-- Start Data for this exercise --

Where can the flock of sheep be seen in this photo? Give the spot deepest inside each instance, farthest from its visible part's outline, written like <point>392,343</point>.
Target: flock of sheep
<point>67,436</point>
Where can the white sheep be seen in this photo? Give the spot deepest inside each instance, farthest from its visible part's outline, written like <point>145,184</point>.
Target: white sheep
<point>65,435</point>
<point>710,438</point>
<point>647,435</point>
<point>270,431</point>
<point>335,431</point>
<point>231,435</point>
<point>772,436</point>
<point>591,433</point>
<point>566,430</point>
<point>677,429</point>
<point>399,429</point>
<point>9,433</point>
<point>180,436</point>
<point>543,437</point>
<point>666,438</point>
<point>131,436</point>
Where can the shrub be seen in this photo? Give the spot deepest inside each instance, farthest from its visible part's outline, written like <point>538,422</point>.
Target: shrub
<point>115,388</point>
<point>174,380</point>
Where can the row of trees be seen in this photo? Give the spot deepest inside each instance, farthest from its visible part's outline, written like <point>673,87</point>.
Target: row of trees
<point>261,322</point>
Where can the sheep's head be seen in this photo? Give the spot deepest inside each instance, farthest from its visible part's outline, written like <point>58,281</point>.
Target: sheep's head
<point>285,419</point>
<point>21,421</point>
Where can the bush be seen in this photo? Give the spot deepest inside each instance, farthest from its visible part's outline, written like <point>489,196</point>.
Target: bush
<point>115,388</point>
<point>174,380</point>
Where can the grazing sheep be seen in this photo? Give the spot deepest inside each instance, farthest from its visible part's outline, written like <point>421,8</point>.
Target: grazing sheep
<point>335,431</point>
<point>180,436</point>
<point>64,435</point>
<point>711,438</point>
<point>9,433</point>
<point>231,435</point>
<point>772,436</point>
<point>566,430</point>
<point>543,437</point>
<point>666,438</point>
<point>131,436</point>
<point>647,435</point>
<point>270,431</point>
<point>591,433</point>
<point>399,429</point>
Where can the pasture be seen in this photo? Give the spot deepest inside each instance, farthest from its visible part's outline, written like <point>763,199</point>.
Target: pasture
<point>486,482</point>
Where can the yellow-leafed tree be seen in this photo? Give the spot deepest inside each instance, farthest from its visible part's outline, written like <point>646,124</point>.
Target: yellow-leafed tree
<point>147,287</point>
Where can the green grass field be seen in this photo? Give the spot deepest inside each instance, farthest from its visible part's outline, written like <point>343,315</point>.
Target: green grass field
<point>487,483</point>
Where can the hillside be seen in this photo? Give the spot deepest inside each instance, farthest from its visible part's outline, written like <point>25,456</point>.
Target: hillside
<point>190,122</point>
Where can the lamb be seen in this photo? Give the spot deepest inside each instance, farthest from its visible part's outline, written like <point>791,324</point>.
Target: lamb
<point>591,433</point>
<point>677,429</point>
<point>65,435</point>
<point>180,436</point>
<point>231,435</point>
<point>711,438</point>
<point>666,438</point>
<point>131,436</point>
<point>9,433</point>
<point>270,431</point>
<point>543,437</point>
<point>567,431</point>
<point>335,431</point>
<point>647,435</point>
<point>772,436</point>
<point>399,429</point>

-- End Data for this exercise --

*Your objective*
Rewrite every line of the data above as a JSON list of strings, with one string for each line and no blank lines.

*Output below*
[
  "Where can the flock of sheep be seen in this photo? Give the spot deepest inside each instance, farthest from its visible part's outline, written like <point>392,343</point>.",
  "Target: flock of sheep",
  "<point>67,436</point>",
  "Where can the white sheep be seen in this photo? Give the spot deepest inside each instance, farthest from its visible part's outline, written like <point>145,184</point>.",
  "Target: white sheep",
  "<point>65,435</point>",
  "<point>710,438</point>",
  "<point>647,435</point>",
  "<point>270,431</point>",
  "<point>335,431</point>",
  "<point>231,435</point>",
  "<point>772,436</point>",
  "<point>591,433</point>",
  "<point>566,430</point>",
  "<point>677,429</point>",
  "<point>399,429</point>",
  "<point>9,433</point>",
  "<point>180,436</point>",
  "<point>543,437</point>",
  "<point>666,438</point>",
  "<point>131,436</point>",
  "Where can the shrub be seen in this photo? Give the spot deepest inside each instance, farthest from its visible part's outline, written like <point>538,422</point>.",
  "Target: shrub",
  "<point>115,388</point>",
  "<point>174,380</point>",
  "Where can the row of trees be seen in this photo? Give the spot deepest inside each instance, farthest from its visible part's outline, written like <point>673,87</point>.",
  "Target: row of trees",
  "<point>261,322</point>",
  "Where can the sheep's head be seen in this photo? Give the spot deepest inside each instance, farthest from its visible part's outline, written like <point>58,281</point>.",
  "Target: sheep's head",
  "<point>285,419</point>",
  "<point>21,421</point>",
  "Where can the bush be seen in this photo? Give the spot deepest inside each instance, farthest from its visible part's outline, written like <point>489,196</point>.",
  "Target: bush",
  "<point>115,388</point>",
  "<point>174,380</point>",
  "Where can the grazing sheep be seen in this photo? Give the spot deepest inside each instance, farthest from its visible part's outline, written like <point>421,8</point>.",
  "Target: grazing sheep",
  "<point>335,431</point>",
  "<point>180,436</point>",
  "<point>64,435</point>",
  "<point>711,438</point>",
  "<point>9,433</point>",
  "<point>231,435</point>",
  "<point>772,436</point>",
  "<point>566,430</point>",
  "<point>543,437</point>",
  "<point>666,438</point>",
  "<point>131,436</point>",
  "<point>647,435</point>",
  "<point>270,431</point>",
  "<point>591,433</point>",
  "<point>399,429</point>",
  "Where can the pasture be seen in this photo? Give the spot deepest inside each instance, farthest from its visible part's outline, written like <point>763,199</point>.",
  "Target: pasture",
  "<point>486,482</point>",
  "Where can the yellow-leafed tree be seen in this photo? Give the spot deepest inside each instance, farthest from its visible part's outline, written like <point>646,124</point>.",
  "Target: yellow-leafed tree",
  "<point>147,287</point>",
  "Where can the green grass field be seen in this photo? Give the spot deepest inside each instance, farthest from its visible part's outline, written like <point>343,315</point>.",
  "Target: green grass field",
  "<point>487,483</point>",
  "Where can the hillside be seen in this photo? Give the spot deepest inside each instance, farthest from its visible part's outline, written like <point>25,456</point>.",
  "Target: hillside",
  "<point>190,122</point>",
  "Where can the lamb be seen in this photo? Give the spot deepest inside each instance, farthest from its visible part's outline, written like <point>791,324</point>.",
  "Target: lamb",
  "<point>591,433</point>",
  "<point>677,429</point>",
  "<point>65,435</point>",
  "<point>180,436</point>",
  "<point>231,435</point>",
  "<point>711,438</point>",
  "<point>666,438</point>",
  "<point>131,436</point>",
  "<point>9,433</point>",
  "<point>270,431</point>",
  "<point>543,437</point>",
  "<point>567,431</point>",
  "<point>335,431</point>",
  "<point>647,435</point>",
  "<point>772,436</point>",
  "<point>399,429</point>"
]